• [Record list]:
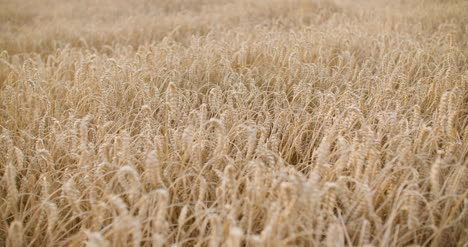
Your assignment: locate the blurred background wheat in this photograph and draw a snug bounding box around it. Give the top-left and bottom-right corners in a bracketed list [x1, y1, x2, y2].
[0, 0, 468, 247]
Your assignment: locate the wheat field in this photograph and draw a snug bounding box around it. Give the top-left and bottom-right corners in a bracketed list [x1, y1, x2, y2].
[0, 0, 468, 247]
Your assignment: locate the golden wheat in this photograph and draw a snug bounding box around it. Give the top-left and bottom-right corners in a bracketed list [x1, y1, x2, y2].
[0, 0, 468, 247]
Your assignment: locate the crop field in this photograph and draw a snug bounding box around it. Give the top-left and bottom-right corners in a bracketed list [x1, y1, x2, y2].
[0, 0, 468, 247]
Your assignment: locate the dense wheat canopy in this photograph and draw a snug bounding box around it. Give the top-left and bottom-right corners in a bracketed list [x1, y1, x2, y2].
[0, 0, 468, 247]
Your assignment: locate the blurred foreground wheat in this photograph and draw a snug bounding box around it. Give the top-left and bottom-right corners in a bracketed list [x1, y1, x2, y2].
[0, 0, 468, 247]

--

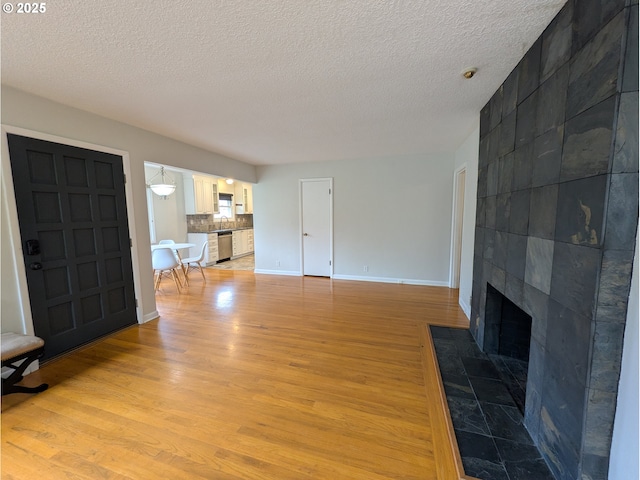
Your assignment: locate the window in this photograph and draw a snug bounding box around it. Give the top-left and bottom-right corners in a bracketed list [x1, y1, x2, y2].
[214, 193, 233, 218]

• [What you should do]:
Count the lines above that contain the string "blurred", treating uppercase and lowercase as different. Reply with the number only.

• [Completed task]:
2